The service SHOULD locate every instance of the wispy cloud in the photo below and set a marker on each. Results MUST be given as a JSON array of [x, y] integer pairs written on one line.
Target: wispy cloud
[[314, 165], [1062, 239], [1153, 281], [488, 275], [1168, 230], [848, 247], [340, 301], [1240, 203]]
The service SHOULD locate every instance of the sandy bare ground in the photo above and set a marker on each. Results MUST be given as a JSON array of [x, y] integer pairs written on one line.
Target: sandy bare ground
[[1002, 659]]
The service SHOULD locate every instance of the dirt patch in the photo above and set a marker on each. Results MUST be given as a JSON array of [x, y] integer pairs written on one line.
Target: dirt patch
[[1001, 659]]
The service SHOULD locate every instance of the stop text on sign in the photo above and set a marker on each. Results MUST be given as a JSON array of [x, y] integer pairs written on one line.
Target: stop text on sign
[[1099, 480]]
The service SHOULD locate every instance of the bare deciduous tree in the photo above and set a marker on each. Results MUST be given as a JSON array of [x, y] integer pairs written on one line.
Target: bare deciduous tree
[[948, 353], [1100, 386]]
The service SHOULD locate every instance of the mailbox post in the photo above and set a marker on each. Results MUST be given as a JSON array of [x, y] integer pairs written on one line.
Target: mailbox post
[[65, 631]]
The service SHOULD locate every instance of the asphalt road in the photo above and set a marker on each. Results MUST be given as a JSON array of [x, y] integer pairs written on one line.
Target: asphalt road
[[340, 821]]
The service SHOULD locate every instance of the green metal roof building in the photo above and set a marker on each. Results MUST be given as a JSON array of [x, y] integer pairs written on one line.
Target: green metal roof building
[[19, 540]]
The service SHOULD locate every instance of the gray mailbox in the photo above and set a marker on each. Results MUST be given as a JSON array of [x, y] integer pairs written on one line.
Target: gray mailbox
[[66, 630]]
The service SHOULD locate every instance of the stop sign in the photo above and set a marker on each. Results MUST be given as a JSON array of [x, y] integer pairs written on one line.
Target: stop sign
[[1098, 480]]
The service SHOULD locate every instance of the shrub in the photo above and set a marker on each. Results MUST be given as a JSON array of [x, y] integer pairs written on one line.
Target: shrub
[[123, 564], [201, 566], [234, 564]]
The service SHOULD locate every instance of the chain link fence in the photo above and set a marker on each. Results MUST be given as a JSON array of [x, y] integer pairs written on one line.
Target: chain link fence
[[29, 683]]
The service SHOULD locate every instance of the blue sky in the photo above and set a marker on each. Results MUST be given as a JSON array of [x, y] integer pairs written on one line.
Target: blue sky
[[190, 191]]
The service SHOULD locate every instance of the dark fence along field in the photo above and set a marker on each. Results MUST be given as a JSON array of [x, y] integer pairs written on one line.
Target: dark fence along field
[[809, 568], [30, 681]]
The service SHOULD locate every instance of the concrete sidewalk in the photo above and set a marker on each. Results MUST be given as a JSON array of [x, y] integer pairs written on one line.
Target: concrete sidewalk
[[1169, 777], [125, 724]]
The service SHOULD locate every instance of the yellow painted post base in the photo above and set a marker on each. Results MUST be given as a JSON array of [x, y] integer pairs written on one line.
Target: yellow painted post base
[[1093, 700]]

────────────────

— Exercise prompt —
Please recast all of the material above as a JSON list of strings, one string per line, leaving out any blank lines.

— Solved problem —
[
  "The service SHOULD locate every instance of the wispy cloud in the photo below and set a marker on each. Results MUST be given as a JSON array of [x, y] integer pairs written on one line.",
  "Target: wispy cloud",
  "[[314, 165], [1062, 239], [1153, 281], [488, 275], [1168, 230], [848, 247], [340, 301], [1240, 203]]",
  "The service SHOULD locate every instance of the sandy bare ground in the photo above and set a marker on each. Results MUST be given as a JSON array of [x, y] integer pairs written on one line.",
  "Target: sandy bare ground",
  "[[1002, 659]]",
  "The service SHOULD locate every instance of the dirt patch in the photo above and set a marker on each. Results MUST be given as a JSON array of [x, y] integer pairs written on one line.",
  "Target: dirt patch",
  "[[1001, 659]]",
  "The service SHOULD locate every instance of the stop text on sign in the photo above and set a marker on each. Results MUST be given as a JSON array of [x, y] integer pairs written on one line.",
  "Target: stop text on sign",
  "[[1099, 480]]",
  "The service SHOULD locate every instance of the bare deciduous tree in the photo above and set a marker on each. Results MUST be given as a JSON array of [x, y] integer pairs written on one line.",
  "Target: bare deciduous tree",
  "[[948, 353], [1100, 386]]",
  "The service SHOULD locate every instance of the mailbox post in the photo above and set a marker on each. Results MUST be given as a JSON array of [x, y] integer pairs written on one line.",
  "Target: mailbox post",
  "[[65, 631]]",
  "The service SHOULD locate every instance of the asphalt road in the photo above and set a marker on each. Results MUST be given as a JSON array of [x, y] integer pairs written on one line.",
  "Target: asphalt road",
  "[[340, 821]]",
  "The service SHOULD locate every instance of the green metal roof building in the photo above and set a marker on each. Results MUST be given as a JSON array of [x, y] integer pairs written on one line.",
  "Target: green metal roof building",
  "[[19, 540]]",
  "The service SHOULD locate every instance of the gray mailbox in the photo above and set a marker on each. Results MUST be given as a JSON array of [x, y] integer pairs written on one line.",
  "Target: gray mailbox",
  "[[66, 630]]",
  "The service SHOULD locate every instance of the stop sign in the photo above and set a marker on each. Results MUST be given as a JSON array of [x, y] integer pairs written on one line.",
  "Target: stop sign",
  "[[1098, 480]]",
  "The service SHOULD locate every instance of the shrub in the photo above and set a marker on each. Results MUST be given as a JSON array of [x, y] integer pairs written on one line.",
  "Target: shrub",
  "[[123, 564], [201, 566], [234, 564]]",
  "The service SHOULD locate every instance of the chain link fence in the photo above and set a marker on each. Results MUST be given as a JSON array of [x, y] integer pairs written on one line.",
  "Target: chain link fence",
  "[[29, 683]]",
  "The service SHOULD locate every instance of the blue sky in the photo above and set a marker on each. Results MUST be given as a JSON array of [x, y] integer pairs written on one line.",
  "Target: blue sky",
  "[[190, 191]]",
  "The service SHOULD locate every instance of the dark fence along field in the photo above and set a marker on each. Results MUST be given as a JSON array of [x, y] integer pairs written on one line.",
  "Target: dark fence along field",
  "[[809, 568], [30, 681]]",
  "The service SHOULD locate every instance of the concrete sidewalk in the photo above and set a marker on each. Results MUST be given as a JSON array of [x, y] integer pairs written on one line.",
  "Target: concrete sidewalk",
  "[[1169, 777], [125, 724]]",
  "The service SHOULD locate every instance of the yellow painted post base in the photo above and set a marker on each. Results MUST be given as a JSON array of [x, y] integer pairs written on one line.",
  "Target: yellow painted post base",
  "[[1093, 700]]"
]